• What to work on:
Reproduce all of the data below line for line, leaving every word and number unchanged.

****************************************

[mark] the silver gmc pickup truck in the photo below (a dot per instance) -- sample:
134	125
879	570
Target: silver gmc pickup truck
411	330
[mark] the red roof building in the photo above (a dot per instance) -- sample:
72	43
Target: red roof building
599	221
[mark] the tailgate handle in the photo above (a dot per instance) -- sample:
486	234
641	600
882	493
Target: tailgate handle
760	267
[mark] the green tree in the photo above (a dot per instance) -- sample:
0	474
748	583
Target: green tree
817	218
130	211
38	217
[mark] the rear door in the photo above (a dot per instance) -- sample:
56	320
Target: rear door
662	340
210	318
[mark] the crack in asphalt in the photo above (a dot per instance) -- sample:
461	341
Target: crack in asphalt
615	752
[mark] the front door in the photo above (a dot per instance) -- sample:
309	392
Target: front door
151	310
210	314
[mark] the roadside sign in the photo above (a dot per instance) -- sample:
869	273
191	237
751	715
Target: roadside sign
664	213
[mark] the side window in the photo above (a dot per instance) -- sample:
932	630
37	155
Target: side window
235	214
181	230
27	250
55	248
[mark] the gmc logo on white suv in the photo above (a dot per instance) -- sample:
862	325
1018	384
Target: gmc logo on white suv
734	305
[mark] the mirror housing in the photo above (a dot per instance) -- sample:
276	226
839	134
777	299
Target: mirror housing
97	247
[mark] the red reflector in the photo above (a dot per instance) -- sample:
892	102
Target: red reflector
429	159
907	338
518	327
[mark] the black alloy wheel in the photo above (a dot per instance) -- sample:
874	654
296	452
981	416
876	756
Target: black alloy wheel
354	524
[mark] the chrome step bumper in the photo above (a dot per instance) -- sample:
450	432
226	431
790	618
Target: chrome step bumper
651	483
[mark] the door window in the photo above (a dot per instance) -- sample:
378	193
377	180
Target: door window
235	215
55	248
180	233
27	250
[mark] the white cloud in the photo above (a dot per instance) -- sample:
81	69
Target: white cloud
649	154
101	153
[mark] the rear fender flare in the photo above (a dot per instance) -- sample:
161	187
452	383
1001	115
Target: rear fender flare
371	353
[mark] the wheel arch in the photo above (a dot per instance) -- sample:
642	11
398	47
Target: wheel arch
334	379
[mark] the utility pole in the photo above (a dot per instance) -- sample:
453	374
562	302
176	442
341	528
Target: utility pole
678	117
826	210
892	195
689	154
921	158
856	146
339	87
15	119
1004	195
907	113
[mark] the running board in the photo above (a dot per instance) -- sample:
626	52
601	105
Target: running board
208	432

****************************************

• In response:
[mark] the silver gmc pickup truck in the photo below (a dot per instance) -- sample:
134	125
879	570
Target: silver gmc pickup truck
411	330
[mark] the red roof building in the photo above (a dot per instance) -- sample:
72	43
Target: red roof building
599	221
[mark] the tailgate handle in the photo above (a dot per instance) -- sample:
486	234
641	600
882	493
Target: tailgate handle
760	267
[mark] the green tree in the photo above (a dot per instance) -- sample:
0	474
748	583
Target: green tree
817	218
130	211
38	217
[mark] the rear door in the photo above (a dot per instance) -- sample:
56	320
Target: rear door
662	340
210	318
[mark] the crack in asphalt in the photo above (a dot per instance) -- sample:
461	341
Target: crack in asphalt
615	752
[mark] the front door in the photo above (a dot per instance) -- sample:
309	392
Target: front door
151	310
210	314
[mark] the roadside sign in the photo above (a dot per instance) -- sample:
869	273
191	237
751	715
Target: roadside sign
664	213
[mark] the side window in the photo above (a dot per instance) -- sample:
932	630
37	155
Target: side window
235	214
181	230
27	250
55	248
[mark] the gmc logo on white suv in the photo above (a dot per instance) -- sample:
862	325
1018	384
Target: gmc logo on white suv
734	305
[mark] the mirror housing in the photo above (a dot per instance) -- sample:
276	226
839	134
777	299
Target: mirror housing
97	247
[mark] the red reflector in the photo above (a dot per instance) -- sample:
892	102
Target: red reflector
429	159
907	338
518	327
[mark] the black alloy wheel in the photo above (a dot per instance) -- sample:
874	654
296	452
981	416
876	756
Target: black alloy wheel
354	524
[mark] the chrome step bumper in the photo above (a dot per instance) -- sample:
450	432
226	431
790	618
Target: chrome step bumper
651	483
[mark] the door window in the photo above (a dot per instance) -- sample:
378	193
377	180
Target: door window
235	215
55	248
180	233
27	250
[mark] the white cloud in the photo above (a dot per instance) -- sample:
81	69
Target: white cloud
649	154
101	153
[mark] the rear fender flare in the photo above (a dot per instance) -- sample:
161	187
452	383
1001	115
Target: rear fender flare
371	353
[mark] the wheel arch in the photo above (a dot per instance) -- sample:
642	11
398	47
Target: wheel arch
334	379
[mark] the utility pole in the photo above (a dot per instance) -- sample:
453	374
562	302
176	442
341	528
Target: utility pole
678	117
826	210
892	195
689	154
921	158
856	146
339	87
15	119
1004	195
907	113
[mark] the running board in the photo above (a dot per instance) -- sample:
626	52
601	105
Target: running board
208	432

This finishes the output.